[Stored entries]
Segment Open

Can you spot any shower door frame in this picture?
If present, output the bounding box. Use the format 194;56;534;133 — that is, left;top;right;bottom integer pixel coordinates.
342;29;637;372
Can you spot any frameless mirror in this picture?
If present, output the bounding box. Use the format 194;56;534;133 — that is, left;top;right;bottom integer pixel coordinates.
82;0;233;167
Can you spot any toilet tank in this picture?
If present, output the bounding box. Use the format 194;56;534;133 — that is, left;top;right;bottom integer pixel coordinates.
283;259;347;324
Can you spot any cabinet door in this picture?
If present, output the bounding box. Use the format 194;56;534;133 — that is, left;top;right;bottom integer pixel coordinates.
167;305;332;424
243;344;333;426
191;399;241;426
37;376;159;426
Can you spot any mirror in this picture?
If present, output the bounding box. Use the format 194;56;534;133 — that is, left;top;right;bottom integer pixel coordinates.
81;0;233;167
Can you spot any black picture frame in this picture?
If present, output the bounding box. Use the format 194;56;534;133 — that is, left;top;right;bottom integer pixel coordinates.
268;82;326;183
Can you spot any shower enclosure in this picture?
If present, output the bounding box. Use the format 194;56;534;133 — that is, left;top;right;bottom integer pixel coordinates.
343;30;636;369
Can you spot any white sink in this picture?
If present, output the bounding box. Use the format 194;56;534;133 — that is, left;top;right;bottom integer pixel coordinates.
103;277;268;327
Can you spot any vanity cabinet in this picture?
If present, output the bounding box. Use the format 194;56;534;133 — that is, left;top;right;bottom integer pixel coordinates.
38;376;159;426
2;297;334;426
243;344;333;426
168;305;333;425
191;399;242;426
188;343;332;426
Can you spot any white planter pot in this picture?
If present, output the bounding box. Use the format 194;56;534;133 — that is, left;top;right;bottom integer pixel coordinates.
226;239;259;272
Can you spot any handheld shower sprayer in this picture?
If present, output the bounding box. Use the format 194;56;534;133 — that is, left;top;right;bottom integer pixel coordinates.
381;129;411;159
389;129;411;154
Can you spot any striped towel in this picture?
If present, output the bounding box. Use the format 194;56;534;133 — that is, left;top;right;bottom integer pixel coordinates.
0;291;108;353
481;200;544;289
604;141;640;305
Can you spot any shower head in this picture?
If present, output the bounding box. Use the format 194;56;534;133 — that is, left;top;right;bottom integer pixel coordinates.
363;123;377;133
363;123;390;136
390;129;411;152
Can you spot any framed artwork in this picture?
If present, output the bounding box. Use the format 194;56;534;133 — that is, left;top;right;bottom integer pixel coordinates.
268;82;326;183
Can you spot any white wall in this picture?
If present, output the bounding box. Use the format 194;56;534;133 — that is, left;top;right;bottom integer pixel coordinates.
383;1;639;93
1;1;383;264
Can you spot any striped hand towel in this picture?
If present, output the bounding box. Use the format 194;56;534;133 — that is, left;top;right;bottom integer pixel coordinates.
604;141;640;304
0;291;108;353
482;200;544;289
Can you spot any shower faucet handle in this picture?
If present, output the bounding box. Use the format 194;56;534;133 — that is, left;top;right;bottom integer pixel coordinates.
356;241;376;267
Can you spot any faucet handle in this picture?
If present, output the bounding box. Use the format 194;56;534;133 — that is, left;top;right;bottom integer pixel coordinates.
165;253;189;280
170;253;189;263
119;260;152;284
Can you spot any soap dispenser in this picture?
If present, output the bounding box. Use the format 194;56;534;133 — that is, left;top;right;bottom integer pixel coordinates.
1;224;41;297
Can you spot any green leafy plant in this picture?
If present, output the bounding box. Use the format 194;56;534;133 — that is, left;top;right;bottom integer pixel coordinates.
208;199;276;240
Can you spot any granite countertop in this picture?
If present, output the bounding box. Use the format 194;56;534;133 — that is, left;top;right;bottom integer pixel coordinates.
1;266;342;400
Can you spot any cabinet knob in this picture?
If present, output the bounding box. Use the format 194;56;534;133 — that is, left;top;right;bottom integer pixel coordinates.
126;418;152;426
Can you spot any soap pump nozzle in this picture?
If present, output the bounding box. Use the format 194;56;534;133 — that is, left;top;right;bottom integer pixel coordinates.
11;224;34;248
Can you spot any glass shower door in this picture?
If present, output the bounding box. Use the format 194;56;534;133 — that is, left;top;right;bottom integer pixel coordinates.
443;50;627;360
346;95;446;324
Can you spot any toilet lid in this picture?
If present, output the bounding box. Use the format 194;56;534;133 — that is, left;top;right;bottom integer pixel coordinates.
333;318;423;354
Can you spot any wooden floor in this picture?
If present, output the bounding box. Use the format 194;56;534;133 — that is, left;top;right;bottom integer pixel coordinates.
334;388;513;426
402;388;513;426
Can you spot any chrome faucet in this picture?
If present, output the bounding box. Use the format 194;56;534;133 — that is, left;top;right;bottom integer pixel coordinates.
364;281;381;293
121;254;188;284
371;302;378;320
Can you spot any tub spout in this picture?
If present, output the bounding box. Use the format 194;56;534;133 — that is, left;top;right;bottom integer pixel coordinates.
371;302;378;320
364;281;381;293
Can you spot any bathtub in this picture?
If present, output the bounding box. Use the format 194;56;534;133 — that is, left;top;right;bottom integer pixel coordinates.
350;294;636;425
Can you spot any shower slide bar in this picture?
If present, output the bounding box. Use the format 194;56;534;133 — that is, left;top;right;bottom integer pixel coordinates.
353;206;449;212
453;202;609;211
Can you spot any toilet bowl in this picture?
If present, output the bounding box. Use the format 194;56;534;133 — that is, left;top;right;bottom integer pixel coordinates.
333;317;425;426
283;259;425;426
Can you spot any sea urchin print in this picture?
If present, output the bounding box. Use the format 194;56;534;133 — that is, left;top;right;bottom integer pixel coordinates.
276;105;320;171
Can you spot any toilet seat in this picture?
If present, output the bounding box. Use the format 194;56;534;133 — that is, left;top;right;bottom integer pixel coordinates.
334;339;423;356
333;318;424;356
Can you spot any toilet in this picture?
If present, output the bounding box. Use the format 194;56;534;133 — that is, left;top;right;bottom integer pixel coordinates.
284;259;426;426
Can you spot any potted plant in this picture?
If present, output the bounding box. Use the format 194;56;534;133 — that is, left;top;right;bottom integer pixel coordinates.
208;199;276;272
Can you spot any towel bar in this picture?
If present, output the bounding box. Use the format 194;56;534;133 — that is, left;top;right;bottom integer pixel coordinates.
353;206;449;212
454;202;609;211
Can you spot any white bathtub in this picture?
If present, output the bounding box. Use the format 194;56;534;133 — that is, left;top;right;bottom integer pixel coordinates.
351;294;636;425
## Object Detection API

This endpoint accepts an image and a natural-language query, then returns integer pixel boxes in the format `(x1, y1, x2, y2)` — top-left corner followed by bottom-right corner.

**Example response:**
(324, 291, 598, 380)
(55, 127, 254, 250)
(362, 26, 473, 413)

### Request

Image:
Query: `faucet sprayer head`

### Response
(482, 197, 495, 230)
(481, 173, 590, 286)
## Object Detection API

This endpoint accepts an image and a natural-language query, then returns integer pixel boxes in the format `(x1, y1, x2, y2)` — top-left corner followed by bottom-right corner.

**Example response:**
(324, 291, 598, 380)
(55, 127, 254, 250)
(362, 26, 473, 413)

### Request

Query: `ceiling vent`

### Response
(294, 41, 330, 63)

Segment Closed

#### WORK TASK:
Within the entries, find all lines that contain "towel" and copy each one.

#### ANSWER FOR THIS EXERCISE:
Can you spot any striped towel in this picture?
Can you spot any striped hand towel in this picture?
Can you spot any towel bar in this picture?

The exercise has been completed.